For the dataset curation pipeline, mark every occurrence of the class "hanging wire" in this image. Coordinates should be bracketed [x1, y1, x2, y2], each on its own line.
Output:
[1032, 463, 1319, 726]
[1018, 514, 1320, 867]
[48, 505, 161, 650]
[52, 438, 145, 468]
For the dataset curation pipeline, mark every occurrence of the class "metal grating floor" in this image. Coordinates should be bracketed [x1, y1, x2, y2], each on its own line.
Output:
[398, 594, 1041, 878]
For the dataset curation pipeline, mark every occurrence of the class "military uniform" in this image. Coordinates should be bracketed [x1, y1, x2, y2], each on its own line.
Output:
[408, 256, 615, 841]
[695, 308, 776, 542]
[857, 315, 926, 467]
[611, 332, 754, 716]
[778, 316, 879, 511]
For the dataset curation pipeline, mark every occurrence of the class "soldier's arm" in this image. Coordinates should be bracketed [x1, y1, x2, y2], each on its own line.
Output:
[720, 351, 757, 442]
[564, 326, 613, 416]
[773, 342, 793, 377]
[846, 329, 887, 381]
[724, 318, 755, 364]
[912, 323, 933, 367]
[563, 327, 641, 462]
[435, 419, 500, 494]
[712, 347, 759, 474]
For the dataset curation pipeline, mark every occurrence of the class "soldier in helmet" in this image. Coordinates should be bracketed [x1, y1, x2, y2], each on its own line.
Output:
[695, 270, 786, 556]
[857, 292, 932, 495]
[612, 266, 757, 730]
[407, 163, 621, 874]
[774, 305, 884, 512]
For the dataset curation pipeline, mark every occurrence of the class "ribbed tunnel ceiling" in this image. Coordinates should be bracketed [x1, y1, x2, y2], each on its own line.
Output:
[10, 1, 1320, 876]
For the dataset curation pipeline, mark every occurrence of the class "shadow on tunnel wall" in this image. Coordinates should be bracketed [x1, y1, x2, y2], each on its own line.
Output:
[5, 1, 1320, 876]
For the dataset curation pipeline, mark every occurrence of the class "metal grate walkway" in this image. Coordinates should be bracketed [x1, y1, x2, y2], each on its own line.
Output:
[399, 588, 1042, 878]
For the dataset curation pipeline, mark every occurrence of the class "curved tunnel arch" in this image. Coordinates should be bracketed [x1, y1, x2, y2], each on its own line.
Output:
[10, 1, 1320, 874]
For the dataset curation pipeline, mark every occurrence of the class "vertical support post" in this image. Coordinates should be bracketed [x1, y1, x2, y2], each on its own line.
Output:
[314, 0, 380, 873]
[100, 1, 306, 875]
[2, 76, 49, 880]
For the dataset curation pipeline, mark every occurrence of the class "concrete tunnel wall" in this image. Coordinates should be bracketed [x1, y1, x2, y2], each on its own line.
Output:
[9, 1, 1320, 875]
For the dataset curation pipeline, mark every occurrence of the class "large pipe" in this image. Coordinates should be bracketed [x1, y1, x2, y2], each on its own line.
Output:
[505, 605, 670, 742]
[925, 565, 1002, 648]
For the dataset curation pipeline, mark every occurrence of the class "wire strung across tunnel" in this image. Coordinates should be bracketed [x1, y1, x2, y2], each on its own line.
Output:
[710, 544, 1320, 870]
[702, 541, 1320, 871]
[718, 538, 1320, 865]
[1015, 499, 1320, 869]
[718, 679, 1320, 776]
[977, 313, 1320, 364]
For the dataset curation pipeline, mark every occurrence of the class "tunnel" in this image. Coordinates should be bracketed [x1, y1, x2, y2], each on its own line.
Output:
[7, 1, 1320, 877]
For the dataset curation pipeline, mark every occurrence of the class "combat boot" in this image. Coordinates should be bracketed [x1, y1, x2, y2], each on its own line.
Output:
__________________________________________________
TO DO:
Reproduce the records above in their entirety, unchanged.

SOLUTION BELOW:
For the dataset curation pipeline, mark every occurrence of the class "hanging wire" in this image. Coordinates should be bracketed [x1, y1, x2, y2], each on its own line.
Output:
[1032, 463, 1319, 726]
[1018, 514, 1320, 867]
[48, 505, 161, 650]
[52, 438, 145, 468]
For the dataset curation pipeline, mark every occurrence of the class "metal grating floor" in this image. Coordinates should be bracketed [x1, y1, x2, y2], each on its own line.
Output:
[398, 594, 1041, 878]
For the dataset curation pipeline, mark every occurrence of the class "military uniform" in this image. Coordinates should be bracketed [x1, y1, x2, y2], each on its own line.
Output:
[408, 256, 615, 841]
[695, 308, 776, 542]
[857, 315, 926, 467]
[611, 332, 754, 716]
[778, 316, 879, 511]
For the dataset curation pipeline, mark every occurrence of the class "soldier's arm" in this image. Coordinates should be bracketed [x1, y1, x2, y2], each on its own line.
Output:
[720, 351, 757, 442]
[564, 326, 613, 416]
[773, 342, 793, 377]
[846, 329, 887, 381]
[724, 318, 755, 364]
[912, 323, 933, 367]
[563, 327, 641, 462]
[435, 419, 500, 494]
[712, 347, 759, 474]
For the dataset curation pipeline, mark every occurrence of the class "soldier in helmet" in this image. Coordinates should be bracketed [x1, y1, x2, y2], each on its own line.
Output:
[695, 270, 786, 556]
[857, 292, 932, 495]
[612, 266, 757, 730]
[407, 163, 621, 874]
[774, 305, 884, 512]
For the dataset curation pipeline, mark every occurrence of the class "ribbed tunnel ceiling" in this image. Coordinates should be bracketed [x1, y1, x2, y2], each on its own line.
Output:
[10, 1, 1320, 876]
For the dataset curation pipeline, mark every occurrence of the class "shadow on tunnel wall" in this image. Coordinates should be bracketed [x1, y1, x2, y2], each on its own line.
Output:
[5, 1, 1320, 876]
For the dataset curation pipeline, mark every occurrence of the class "metal grate walkway" in this image. Coordinates should be bracketed [x1, y1, x2, y2], each on its own line.
Output:
[399, 588, 1042, 878]
For the dataset curation pipeline, mark every occurrence of the class "curved tunnel arch" in this image. Coordinates should be bracketed [x1, y1, x2, y2], each on its own line.
Output:
[10, 1, 1320, 874]
For the dataset curation pipeline, mark every occurrence of the class "vertical support post" in this image. Coordinates should be bracketed [x1, y1, x2, y2], each on its own line.
Output:
[314, 0, 380, 873]
[100, 1, 306, 875]
[2, 76, 49, 880]
For the dataset curation pipeline, mark every occurrence of the class "concrete tunnel wall" in this image. Coordinates should be bracketed [x1, y1, x2, y2], each on its own line.
Output:
[9, 1, 1320, 875]
For the dataset curation pipeline, mark every occurrence of the class "large pipe" in this image. Coordinates should be bracketed [x1, y1, x2, y2], each on its own line.
Output:
[505, 605, 670, 742]
[925, 565, 1002, 648]
For the dataset curation pipeline, mark every occurrence of the class "wire strung across tunnel" in this image. Coordinates should be bracketed [x1, y1, x2, y2], each on its own line.
Output:
[710, 544, 1320, 870]
[702, 541, 1320, 871]
[718, 538, 1320, 865]
[1015, 499, 1320, 869]
[718, 679, 1320, 776]
[977, 313, 1320, 364]
For the dataset curation pipeline, mark every occurrence of the class "tunnel" in this image. Coordinates should be bracketed [x1, y1, x2, y2], each on its own line.
Output:
[7, 1, 1320, 877]
For the dataset curation pipeline, mark every occurrence of the class "combat boot" in this image. Coordinates should be bracketed [x1, y1, x2, y2], each on its own line.
Output:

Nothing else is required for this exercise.